**Extract provided:**

Category Archives: Allgemein

Get your speech recognized with Whisper

OpenAI published new speech recognition models that are very easy to use and work in many languages trained on 680,000 hours of multilingual and multitask supervised data collected from the web.

In my case all I had to do to recognize some German test:

# create a virtual environment
virtualenv venv
# activate it
. venv/bin/activate
# install whisper
pip install git+https://github.com/openai/whisper.git
# run the test
whisper test.wav --language German

And my file got recognized correctly, though it took a very long time: for the tiny model speed = x32, i.e. 32 times the time of the speech file duration, was announced

How to use selected features from Praat with Nkululeko

If you want to use acoustic parameters extracted by the wonderful Praat software with nkululeko, you state

[FEATS]
type=['praat']

in the feature section of your config file.
If you like to use only some features of all the ones that are extracted by David R. Feinberg's Praat scripts, you can look at the output and select some of them in the FEAT section, e.g.

type = ['praat']
praat.features = ['speechrate(nsyll / dur)']

You can do the same with opensmile features:

type = ['os']
os.features = ['F0semitoneFrom27.5Hz_sma3nz_amean']

or even combine them

type = ['praat', 'os']
praat.features = ['speechrate(nsyll / dur)']
os.features = ['F0semitoneFrom27.5Hz_sma3nz_amean']

this is actually the same as

type = ['praat', 'os']
features = ['speechrate(nsyll / dur)', 'F0semitoneFrom27.5Hz_sma3nz_amean']

if you would want to combine all of opensmile eGeMAPS features with selected Praat features, you would do:

type = ['praat', 'os']
praat.features = ['speechrate(nsyll / dur)']

It is interesting to see, how many emotions of Berlin EmoDB still get recognized with only mean F0 and Jitter as features:

image

What kind of features are there, you might ask yoursel?
Here's a list:
'duration', 'meanF0Hz', 'stdevF0Hz', 'HNR', 'localJitter',
'localabsoluteJitter', 'rapJitter', 'ppq5Jitter', 'ddpJitter',
'localShimmer', 'localdbShimmer', 'apq3Shimmer', 'apq5Shimmer',
'apq11Shimmer', 'ddaShimmer', 'f1_mean', 'f2_mean', 'f3_mean',
'f4_mean', 'f1_median', 'f2_median', 'f3_median', 'f4_median',
'JitterPCA', 'ShimmerPCA', 'pF', 'fdisp', 'avgFormant', 'mff',
'fitch_vtl', 'delta_f', 'vtl_delta_f''

Kinds of machine learning

This post is an attempt to sort out some terms that are used around the topic of machine learning.

**Actions to take:**
**1)** According to the blog excerpt, how many hours of data were OpenAI's Whisper models trained on?
**2)** Decide whether each statement agrees with the blog excerpt. Answer yes or no and quote the deciding words. (a) The German test file was recognized correctly by Whisper. (b) The Praat scripts that extract the features are credited to David R. Feinberg. (c) To use Praat features with nkululeko, the feature section states type=['os'].
**3)** Return the part of the blog excerpt that opens with the words containing "If you want" and closes with "your config file.".

**Entries supplied:**

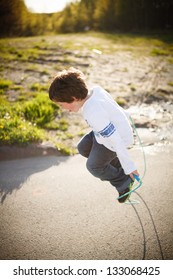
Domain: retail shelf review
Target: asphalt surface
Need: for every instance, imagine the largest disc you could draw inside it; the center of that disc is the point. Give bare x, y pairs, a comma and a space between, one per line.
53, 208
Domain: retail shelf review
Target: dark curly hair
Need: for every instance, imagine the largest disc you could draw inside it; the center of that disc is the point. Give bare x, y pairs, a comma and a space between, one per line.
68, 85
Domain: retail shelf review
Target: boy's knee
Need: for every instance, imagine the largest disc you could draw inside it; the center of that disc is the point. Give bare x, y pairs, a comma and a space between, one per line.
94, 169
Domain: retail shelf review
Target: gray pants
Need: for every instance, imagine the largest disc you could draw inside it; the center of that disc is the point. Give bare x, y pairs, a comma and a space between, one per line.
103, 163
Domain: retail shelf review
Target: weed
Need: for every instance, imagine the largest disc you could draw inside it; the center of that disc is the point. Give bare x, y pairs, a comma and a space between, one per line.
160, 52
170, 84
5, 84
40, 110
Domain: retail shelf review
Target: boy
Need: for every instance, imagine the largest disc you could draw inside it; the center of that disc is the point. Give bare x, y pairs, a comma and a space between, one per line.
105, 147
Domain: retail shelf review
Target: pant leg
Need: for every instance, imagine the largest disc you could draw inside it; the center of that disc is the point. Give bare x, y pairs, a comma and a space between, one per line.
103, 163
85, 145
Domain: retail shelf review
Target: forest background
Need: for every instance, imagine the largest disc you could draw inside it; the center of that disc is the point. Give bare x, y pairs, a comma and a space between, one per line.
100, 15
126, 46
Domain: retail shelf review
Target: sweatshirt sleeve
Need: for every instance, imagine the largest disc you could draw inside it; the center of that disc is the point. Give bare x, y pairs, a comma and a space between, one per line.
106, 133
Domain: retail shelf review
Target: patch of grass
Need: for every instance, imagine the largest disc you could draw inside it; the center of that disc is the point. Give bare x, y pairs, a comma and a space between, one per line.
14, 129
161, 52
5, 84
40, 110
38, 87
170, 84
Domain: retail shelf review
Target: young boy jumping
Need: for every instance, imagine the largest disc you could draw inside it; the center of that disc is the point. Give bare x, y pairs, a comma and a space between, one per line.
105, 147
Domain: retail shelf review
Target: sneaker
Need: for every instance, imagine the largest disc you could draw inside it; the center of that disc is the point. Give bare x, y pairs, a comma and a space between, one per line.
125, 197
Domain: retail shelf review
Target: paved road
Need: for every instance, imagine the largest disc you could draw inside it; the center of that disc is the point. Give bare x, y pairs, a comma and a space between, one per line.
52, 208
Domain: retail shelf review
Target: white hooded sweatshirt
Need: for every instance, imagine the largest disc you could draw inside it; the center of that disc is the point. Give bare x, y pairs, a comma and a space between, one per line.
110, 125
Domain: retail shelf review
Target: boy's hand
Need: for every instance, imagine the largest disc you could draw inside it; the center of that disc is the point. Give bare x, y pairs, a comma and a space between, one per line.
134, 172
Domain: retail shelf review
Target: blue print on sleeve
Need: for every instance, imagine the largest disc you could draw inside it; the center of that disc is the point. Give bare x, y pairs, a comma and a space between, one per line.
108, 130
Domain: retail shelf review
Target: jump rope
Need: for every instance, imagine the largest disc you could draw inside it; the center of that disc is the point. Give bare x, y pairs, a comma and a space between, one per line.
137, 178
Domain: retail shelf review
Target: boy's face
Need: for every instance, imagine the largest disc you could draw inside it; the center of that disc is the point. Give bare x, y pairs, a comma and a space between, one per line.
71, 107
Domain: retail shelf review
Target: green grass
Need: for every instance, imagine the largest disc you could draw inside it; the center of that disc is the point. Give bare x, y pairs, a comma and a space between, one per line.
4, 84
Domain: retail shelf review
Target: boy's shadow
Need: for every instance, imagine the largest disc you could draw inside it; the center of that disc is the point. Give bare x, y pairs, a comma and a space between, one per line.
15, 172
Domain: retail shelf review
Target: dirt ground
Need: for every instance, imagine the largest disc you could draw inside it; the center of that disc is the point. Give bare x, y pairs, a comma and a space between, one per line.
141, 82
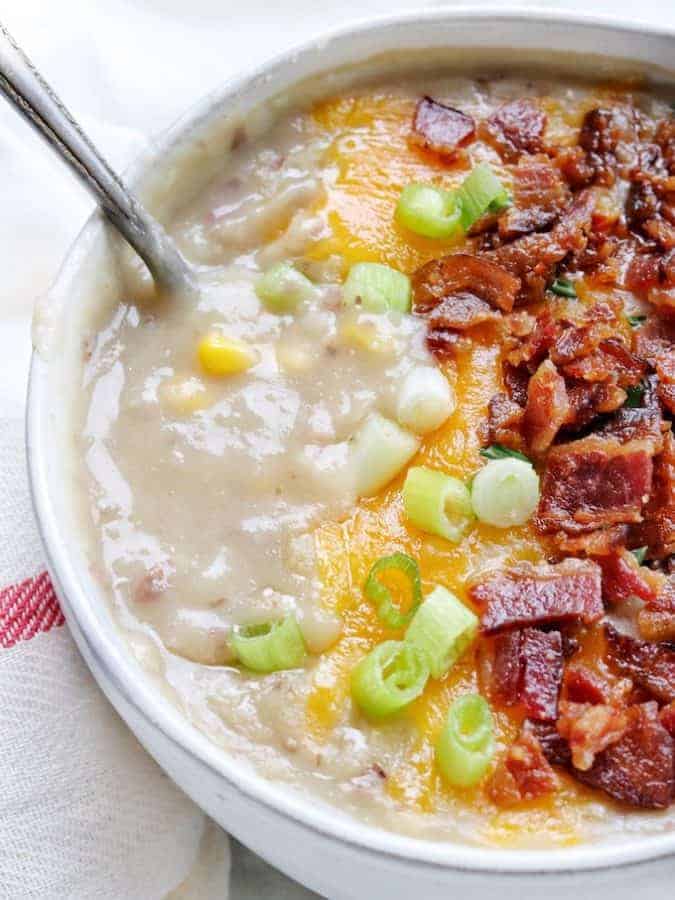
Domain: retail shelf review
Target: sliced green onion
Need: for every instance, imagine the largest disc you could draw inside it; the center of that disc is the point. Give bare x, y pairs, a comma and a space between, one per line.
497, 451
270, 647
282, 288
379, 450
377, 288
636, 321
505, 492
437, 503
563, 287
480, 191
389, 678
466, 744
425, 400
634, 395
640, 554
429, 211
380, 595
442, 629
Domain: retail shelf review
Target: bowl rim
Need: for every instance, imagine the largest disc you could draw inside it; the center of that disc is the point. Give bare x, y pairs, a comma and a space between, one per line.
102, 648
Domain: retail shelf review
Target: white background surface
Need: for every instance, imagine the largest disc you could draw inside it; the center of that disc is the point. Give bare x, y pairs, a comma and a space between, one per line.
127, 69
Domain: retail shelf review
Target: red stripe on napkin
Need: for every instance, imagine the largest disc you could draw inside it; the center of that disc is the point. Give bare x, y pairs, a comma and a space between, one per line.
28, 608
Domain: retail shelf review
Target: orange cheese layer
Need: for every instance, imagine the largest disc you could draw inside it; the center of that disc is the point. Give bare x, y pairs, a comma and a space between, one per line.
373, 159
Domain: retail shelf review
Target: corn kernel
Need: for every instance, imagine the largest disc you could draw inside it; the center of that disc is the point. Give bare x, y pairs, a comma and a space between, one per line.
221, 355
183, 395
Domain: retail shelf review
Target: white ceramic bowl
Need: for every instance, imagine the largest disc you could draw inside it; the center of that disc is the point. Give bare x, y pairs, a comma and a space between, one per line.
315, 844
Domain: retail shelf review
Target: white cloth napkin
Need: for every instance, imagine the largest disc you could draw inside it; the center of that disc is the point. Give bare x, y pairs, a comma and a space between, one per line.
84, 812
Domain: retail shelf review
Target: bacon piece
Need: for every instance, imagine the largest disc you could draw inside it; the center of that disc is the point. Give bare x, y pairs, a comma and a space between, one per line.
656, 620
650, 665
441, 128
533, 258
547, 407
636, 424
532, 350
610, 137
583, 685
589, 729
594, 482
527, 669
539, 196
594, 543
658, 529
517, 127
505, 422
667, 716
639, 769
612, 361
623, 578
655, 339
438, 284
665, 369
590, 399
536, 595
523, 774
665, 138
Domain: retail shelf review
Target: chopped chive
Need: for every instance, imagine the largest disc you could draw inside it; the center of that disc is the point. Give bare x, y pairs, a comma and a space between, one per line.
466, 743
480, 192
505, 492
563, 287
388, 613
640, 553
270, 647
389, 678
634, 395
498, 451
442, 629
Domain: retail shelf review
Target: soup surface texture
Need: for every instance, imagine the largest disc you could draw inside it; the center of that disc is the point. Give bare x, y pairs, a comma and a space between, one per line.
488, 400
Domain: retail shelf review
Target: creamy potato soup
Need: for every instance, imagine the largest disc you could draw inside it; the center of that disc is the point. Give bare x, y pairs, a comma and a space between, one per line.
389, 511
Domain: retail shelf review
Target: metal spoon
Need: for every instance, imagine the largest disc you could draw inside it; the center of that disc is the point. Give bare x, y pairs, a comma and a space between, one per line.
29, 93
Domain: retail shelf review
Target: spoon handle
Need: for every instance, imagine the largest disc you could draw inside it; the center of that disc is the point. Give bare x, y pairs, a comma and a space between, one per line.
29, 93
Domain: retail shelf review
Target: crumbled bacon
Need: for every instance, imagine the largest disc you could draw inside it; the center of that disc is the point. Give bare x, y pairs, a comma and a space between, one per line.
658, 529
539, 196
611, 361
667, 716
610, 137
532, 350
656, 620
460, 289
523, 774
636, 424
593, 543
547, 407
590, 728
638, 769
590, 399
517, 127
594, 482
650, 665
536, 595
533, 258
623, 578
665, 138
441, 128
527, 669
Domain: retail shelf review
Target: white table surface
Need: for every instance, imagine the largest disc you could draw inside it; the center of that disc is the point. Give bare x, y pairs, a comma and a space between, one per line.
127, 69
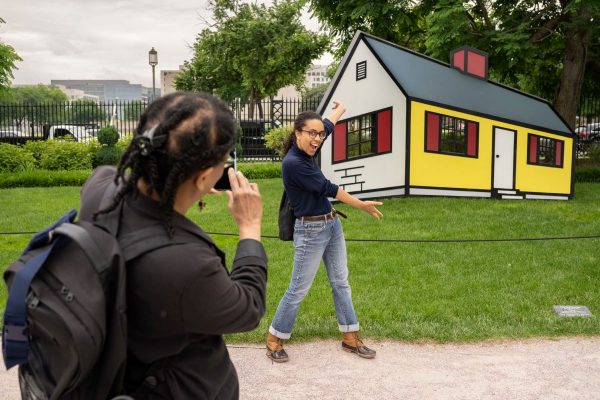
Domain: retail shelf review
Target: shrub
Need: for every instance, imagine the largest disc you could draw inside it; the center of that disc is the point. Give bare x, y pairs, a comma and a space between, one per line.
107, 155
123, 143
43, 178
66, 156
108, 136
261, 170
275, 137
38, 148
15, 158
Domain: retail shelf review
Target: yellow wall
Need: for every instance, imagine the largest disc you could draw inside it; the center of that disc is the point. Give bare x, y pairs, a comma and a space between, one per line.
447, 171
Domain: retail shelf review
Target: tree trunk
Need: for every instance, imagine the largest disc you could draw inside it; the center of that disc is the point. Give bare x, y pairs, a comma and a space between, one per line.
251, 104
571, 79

**Answers in order:**
**1)** 680,000 hours of multilingual and multitask supervised data collected from the web.

**2)**
(a) Yes: "And my file got recognized correctly"
(b) Yes: "extracted by David R. Feinberg's Praat scripts"
(c) No: "type=['praat']"

**3)**
If you want to use acoustic parameters extracted by the wonderful Praat software with nkululeko, you state

[FEATS]
type=['praat']

in the feature section of your config file.